• **YOUR OBJECTIVE**: Since pictures are not wanted in the copy, output only the rest of each record exactly.

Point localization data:
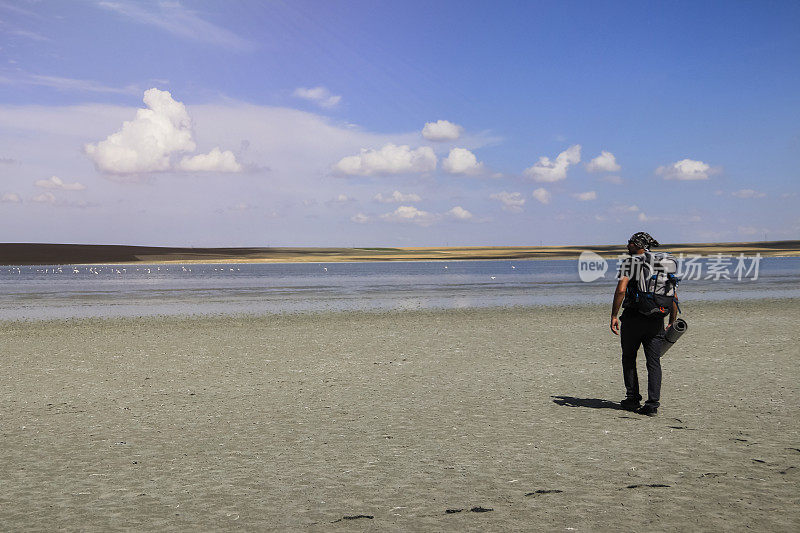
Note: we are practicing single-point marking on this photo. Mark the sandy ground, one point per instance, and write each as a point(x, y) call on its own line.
point(296, 422)
point(60, 254)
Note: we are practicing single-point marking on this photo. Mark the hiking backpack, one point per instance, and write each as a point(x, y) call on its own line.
point(652, 288)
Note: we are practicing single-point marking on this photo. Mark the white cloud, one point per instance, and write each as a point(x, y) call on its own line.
point(512, 201)
point(391, 159)
point(45, 198)
point(318, 95)
point(241, 206)
point(586, 196)
point(459, 213)
point(616, 180)
point(56, 183)
point(546, 170)
point(396, 197)
point(146, 143)
point(441, 130)
point(461, 161)
point(605, 162)
point(340, 199)
point(214, 161)
point(410, 214)
point(748, 193)
point(686, 170)
point(173, 18)
point(542, 195)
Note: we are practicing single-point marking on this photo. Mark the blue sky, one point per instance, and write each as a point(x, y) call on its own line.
point(304, 123)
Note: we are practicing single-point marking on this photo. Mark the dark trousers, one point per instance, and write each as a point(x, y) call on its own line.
point(648, 332)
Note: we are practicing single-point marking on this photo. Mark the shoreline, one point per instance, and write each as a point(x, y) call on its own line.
point(296, 422)
point(310, 314)
point(31, 254)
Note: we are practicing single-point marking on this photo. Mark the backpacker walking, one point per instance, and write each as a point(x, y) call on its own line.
point(646, 291)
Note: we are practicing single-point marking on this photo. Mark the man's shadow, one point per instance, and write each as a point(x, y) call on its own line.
point(593, 403)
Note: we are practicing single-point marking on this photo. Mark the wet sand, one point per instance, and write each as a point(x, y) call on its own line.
point(61, 254)
point(296, 422)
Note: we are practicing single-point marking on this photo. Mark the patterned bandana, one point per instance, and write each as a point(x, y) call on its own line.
point(643, 240)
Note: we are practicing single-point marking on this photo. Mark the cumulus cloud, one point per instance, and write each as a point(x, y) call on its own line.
point(512, 201)
point(441, 130)
point(548, 171)
point(240, 207)
point(586, 196)
point(339, 200)
point(391, 159)
point(214, 161)
point(616, 180)
point(44, 198)
point(10, 198)
point(318, 95)
point(461, 161)
point(56, 183)
point(748, 193)
point(542, 195)
point(605, 162)
point(459, 213)
point(396, 197)
point(146, 143)
point(686, 170)
point(410, 214)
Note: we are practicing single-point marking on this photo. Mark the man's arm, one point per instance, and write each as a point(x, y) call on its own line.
point(673, 313)
point(619, 296)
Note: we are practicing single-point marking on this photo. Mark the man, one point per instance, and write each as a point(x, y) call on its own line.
point(638, 329)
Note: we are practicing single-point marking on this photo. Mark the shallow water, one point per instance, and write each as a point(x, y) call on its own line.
point(41, 292)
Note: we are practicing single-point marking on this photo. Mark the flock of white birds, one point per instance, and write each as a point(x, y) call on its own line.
point(97, 270)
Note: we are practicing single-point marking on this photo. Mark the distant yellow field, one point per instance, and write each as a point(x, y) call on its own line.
point(26, 254)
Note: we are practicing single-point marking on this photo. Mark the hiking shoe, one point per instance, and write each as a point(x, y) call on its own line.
point(629, 404)
point(648, 409)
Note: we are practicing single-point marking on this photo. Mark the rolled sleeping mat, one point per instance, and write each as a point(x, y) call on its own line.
point(673, 333)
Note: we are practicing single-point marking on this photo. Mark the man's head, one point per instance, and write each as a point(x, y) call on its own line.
point(639, 242)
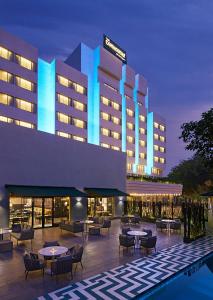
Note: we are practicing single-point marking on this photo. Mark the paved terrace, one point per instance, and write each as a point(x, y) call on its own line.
point(100, 254)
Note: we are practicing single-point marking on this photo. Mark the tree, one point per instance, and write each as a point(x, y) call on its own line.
point(195, 176)
point(199, 136)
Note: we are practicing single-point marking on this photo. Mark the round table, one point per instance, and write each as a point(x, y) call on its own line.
point(137, 234)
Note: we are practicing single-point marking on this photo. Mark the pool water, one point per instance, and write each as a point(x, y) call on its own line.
point(195, 283)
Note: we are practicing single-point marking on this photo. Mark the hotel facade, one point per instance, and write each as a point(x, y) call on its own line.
point(82, 124)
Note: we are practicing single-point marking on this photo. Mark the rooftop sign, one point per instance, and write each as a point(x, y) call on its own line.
point(113, 48)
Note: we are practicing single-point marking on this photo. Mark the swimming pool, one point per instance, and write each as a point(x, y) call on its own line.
point(196, 283)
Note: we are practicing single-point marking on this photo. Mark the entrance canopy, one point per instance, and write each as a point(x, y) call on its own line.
point(103, 192)
point(43, 191)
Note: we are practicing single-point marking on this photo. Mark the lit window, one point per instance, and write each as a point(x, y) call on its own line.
point(142, 118)
point(105, 145)
point(5, 99)
point(63, 134)
point(105, 101)
point(24, 124)
point(24, 62)
point(142, 130)
point(156, 125)
point(6, 54)
point(115, 105)
point(130, 139)
point(105, 131)
point(25, 84)
point(130, 153)
point(142, 155)
point(5, 76)
point(63, 81)
point(6, 120)
point(24, 105)
point(64, 99)
point(142, 143)
point(115, 135)
point(130, 112)
point(115, 148)
point(63, 118)
point(130, 125)
point(78, 138)
point(78, 105)
point(105, 116)
point(78, 123)
point(115, 120)
point(162, 138)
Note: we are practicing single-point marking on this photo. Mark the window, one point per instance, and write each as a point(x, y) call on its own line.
point(6, 54)
point(142, 130)
point(130, 126)
point(115, 105)
point(142, 143)
point(78, 105)
point(105, 145)
point(5, 99)
point(142, 118)
point(115, 120)
point(78, 138)
point(105, 100)
point(130, 112)
point(105, 116)
point(24, 62)
point(24, 124)
point(78, 123)
point(115, 135)
point(64, 99)
point(105, 131)
point(24, 105)
point(63, 134)
point(115, 148)
point(130, 139)
point(5, 76)
point(6, 120)
point(63, 118)
point(25, 84)
point(130, 153)
point(63, 81)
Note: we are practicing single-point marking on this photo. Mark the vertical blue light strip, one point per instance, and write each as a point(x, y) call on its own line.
point(46, 96)
point(90, 60)
point(135, 97)
point(150, 142)
point(122, 82)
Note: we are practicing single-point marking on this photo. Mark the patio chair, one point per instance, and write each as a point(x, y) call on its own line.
point(149, 242)
point(62, 265)
point(126, 241)
point(32, 264)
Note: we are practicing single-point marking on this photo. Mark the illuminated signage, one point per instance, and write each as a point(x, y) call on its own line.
point(114, 49)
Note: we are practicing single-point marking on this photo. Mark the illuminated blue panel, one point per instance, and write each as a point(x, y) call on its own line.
point(90, 60)
point(46, 96)
point(135, 97)
point(122, 82)
point(150, 137)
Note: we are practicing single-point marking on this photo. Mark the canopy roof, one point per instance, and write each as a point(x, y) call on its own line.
point(43, 191)
point(104, 192)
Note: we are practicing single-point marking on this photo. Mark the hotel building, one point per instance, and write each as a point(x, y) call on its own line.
point(86, 125)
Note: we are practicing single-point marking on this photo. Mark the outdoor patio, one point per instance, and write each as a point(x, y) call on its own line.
point(100, 254)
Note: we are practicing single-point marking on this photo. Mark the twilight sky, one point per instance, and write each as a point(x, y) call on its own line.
point(170, 42)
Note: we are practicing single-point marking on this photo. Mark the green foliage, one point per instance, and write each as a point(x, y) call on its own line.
point(198, 135)
point(195, 176)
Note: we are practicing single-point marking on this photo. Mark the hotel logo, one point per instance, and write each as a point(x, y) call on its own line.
point(113, 48)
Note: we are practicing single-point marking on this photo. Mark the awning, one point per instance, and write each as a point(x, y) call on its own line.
point(43, 191)
point(103, 192)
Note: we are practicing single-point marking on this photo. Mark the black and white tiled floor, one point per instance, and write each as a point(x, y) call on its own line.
point(130, 280)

• **TASK RESPONSE**:
Note: we are practicing single-point marking on this photo. Mark the sandy ground, one point per instance, and write each as a point(x, y) call on its own line.
point(296, 422)
point(60, 254)
Note: we are practicing single-point marking on this photo. Mark the hiking backpack, one point per instance, and write each as a point(x, y) call on its own line.
point(652, 288)
Note: we are practicing single-point marking on this photo. Mark the white cloud, one point per instance, and write each as a point(x, y) call on its own line.
point(512, 201)
point(391, 159)
point(45, 198)
point(318, 95)
point(241, 206)
point(586, 196)
point(459, 213)
point(616, 180)
point(56, 183)
point(546, 170)
point(396, 197)
point(146, 143)
point(441, 130)
point(461, 161)
point(605, 162)
point(340, 199)
point(214, 161)
point(410, 214)
point(748, 193)
point(686, 170)
point(173, 18)
point(542, 195)
Note: we are practicing single-point marking on this photo. Mark the blue sky, one point per instance, and write each as a point(x, y) call on its own line.
point(304, 123)
Note: we are practicing single-point marking on this photo. Mark the dark trousers, one point per instance, and write each as a point(x, y) call on its own line.
point(648, 332)
Note: we are practicing single-point marking on this photo. Mark the shoreline, one point per instance, and write each as a point(x, y) call on its own line.
point(296, 422)
point(310, 314)
point(31, 254)
Note: we are practicing single-point marking on this photo. Mark the backpacker walking, one point per instance, and write each as a point(x, y) call on its own line.
point(646, 291)
Note: we are practicing single-point marking on this photo. Mark the man's shadow, one point per instance, and write each as a point(x, y) call on its own line.
point(593, 403)
Note: we are practicing single-point marking on this photo. Mark the wet sand, one point per instance, and write each as a point(x, y) call on its own line.
point(61, 254)
point(296, 422)
Note: we are practicing single-point marking on this photo. Mark the patterned bandana, one point per instance, and write each as a point(x, y) call on its own line.
point(643, 240)
Note: we are practicing single-point marking on this photo. Mark the cumulus cloud, one point per instance, and write each as a point(x, y) call on its own line.
point(512, 201)
point(441, 130)
point(548, 171)
point(240, 207)
point(586, 196)
point(339, 200)
point(391, 159)
point(214, 161)
point(616, 180)
point(44, 198)
point(10, 198)
point(318, 95)
point(461, 161)
point(56, 183)
point(748, 193)
point(542, 195)
point(605, 162)
point(459, 213)
point(396, 197)
point(146, 143)
point(686, 170)
point(410, 214)
Note: we are practicing single-point marking on this photo. Mark the man's arm, one point per instance, and write each as a point(x, y) call on its own line.
point(673, 313)
point(619, 296)
Note: we are practicing single-point marking on this photo. Mark the man, one point per instance, and write each as a point(x, y) call on its own line.
point(638, 329)
Note: we are practicing single-point marking on this photo. Mark the shallow water, one point per instance, and write each as a point(x, y) call on its own line.
point(41, 292)
Note: we are practicing single-point marking on this photo. Mark the flock of white birds, one point per instance, and write each as a point(x, y) call on its own line.
point(97, 270)
Note: we are practicing single-point marking on this photo. Mark the distant yellow field, one point per instance, and write each as a point(x, y) call on its own line.
point(26, 254)
Note: we are practicing single-point marking on this photo. Mark the hiking shoe, one point per instance, and write each as a point(x, y) call on its own line.
point(629, 404)
point(648, 409)
Note: we are practicing single-point marking on this photo. Mark the rolled sleeping mat, one point per instance, and write each as a point(x, y) call on its own line.
point(673, 333)
Note: we are practicing single-point marking on this photo. Mark the man's head, one point per instance, and write each as a point(x, y) call on its own line.
point(639, 242)
Note: we are practicing single-point marking on this photo. Mark the paved terrace, one point per instance, and write each as a point(x, y) call on its own line.
point(100, 254)
Note: we are practicing single-point marking on this photo. Mark the tree, one point per instance, and write each as a point(x, y) call on its own line.
point(195, 176)
point(199, 136)
Note: we are practicing single-point marking on this photo. Mark the round table, one point per instance, and write each as a point(x, y) call on its own line.
point(137, 234)
Note: we are practicing single-point marking on this photo. Mark the pool water, one point per instance, and write each as a point(x, y) call on its own line.
point(195, 283)
Note: we are practicing single-point marking on this photo. Mark the hotel facade, one point per instance, and write each as a point(x, y) call on its own line.
point(82, 124)
Note: we are practicing single-point marking on this photo. Mark the rooftop sign, one point per instance, and write each as a point(x, y) call on its own line.
point(113, 48)
Note: we are practicing single-point marking on this photo. Mark the swimming pool, one point per instance, and write each as a point(x, y) call on its own line.
point(196, 283)
Note: we are practicing single-point marking on this photo. Mark the entrance canopy, one point per instance, and write each as a point(x, y) call on its own line.
point(103, 192)
point(43, 191)
Note: we are practicing single-point marking on this photo. Mark the lit window, one point per instance, and write each as a point(x, y) call on its own line.
point(142, 118)
point(105, 145)
point(5, 99)
point(63, 134)
point(105, 101)
point(24, 124)
point(24, 62)
point(142, 130)
point(156, 125)
point(6, 54)
point(115, 105)
point(130, 139)
point(105, 131)
point(25, 84)
point(130, 153)
point(142, 155)
point(5, 76)
point(63, 81)
point(6, 120)
point(24, 105)
point(64, 99)
point(142, 143)
point(115, 135)
point(130, 112)
point(115, 148)
point(63, 118)
point(130, 125)
point(78, 138)
point(78, 105)
point(105, 116)
point(78, 123)
point(115, 120)
point(162, 138)
Note: we are practicing single-point marking on this photo. Mark the window, one point per instance, and write each as a point(x, y) call on its own line.
point(6, 54)
point(142, 130)
point(130, 126)
point(115, 105)
point(142, 143)
point(78, 105)
point(105, 145)
point(5, 99)
point(142, 118)
point(115, 120)
point(78, 138)
point(105, 100)
point(130, 112)
point(105, 116)
point(24, 62)
point(24, 124)
point(78, 123)
point(115, 135)
point(64, 99)
point(105, 131)
point(24, 105)
point(63, 134)
point(115, 148)
point(130, 139)
point(5, 76)
point(6, 120)
point(63, 118)
point(25, 84)
point(130, 153)
point(63, 81)
Note: we are practicing single-point marking on this photo. Mark the vertical blue light strip, one point per instance, and write each as a point(x, y) call on its own line.
point(46, 96)
point(90, 60)
point(135, 97)
point(150, 142)
point(122, 82)
Note: we are practicing single-point marking on this photo. Mark the patio chair, one point per instance, and write each as a point(x, y) call on its own line.
point(149, 242)
point(62, 265)
point(126, 241)
point(32, 264)
Note: we are practicing single-point marking on this photo. Mark the illuminated signage, one point per instance, and write each as a point(x, y) call on its own line.
point(114, 49)
Note: we are practicing single-point marking on this photo. Mark the illuminated blue panel, one point per instance, and write each as a point(x, y) call on its own line.
point(90, 60)
point(46, 96)
point(135, 97)
point(122, 82)
point(150, 137)
Note: we are practicing single-point marking on this photo. Mark the canopy roof, one point per instance, and write each as a point(x, y) call on its own line.
point(43, 191)
point(104, 192)
Note: we are practicing single-point marking on this photo. Mark the hotel building, one point per instance, and write each as a point(x, y) call on its own line.
point(86, 125)
Note: we are practicing single-point marking on this photo. Mark the outdoor patio, one point per instance, and write each as a point(x, y) call on its own line.
point(100, 254)
Note: we are practicing single-point marking on this photo. Mark the twilight sky, one point per instance, and write each as a point(x, y) call on its own line.
point(170, 42)
Note: we are practicing single-point marking on this photo. Mark the green foliage, one point per instance, and write each as a point(x, y) call on its own line.
point(198, 135)
point(195, 176)
Note: we are practicing single-point marking on this photo. Mark the hotel logo, one point per instance, and write each as a point(x, y) call on its own line.
point(113, 48)
Note: we are practicing single-point marking on this photo. Mark the awning, one point per instance, and write each as a point(x, y) call on its own line.
point(43, 191)
point(103, 192)
Note: we are practicing single-point marking on this photo. Mark the black and white tiled floor, one point per instance, and write each as a point(x, y) call on its own line.
point(130, 280)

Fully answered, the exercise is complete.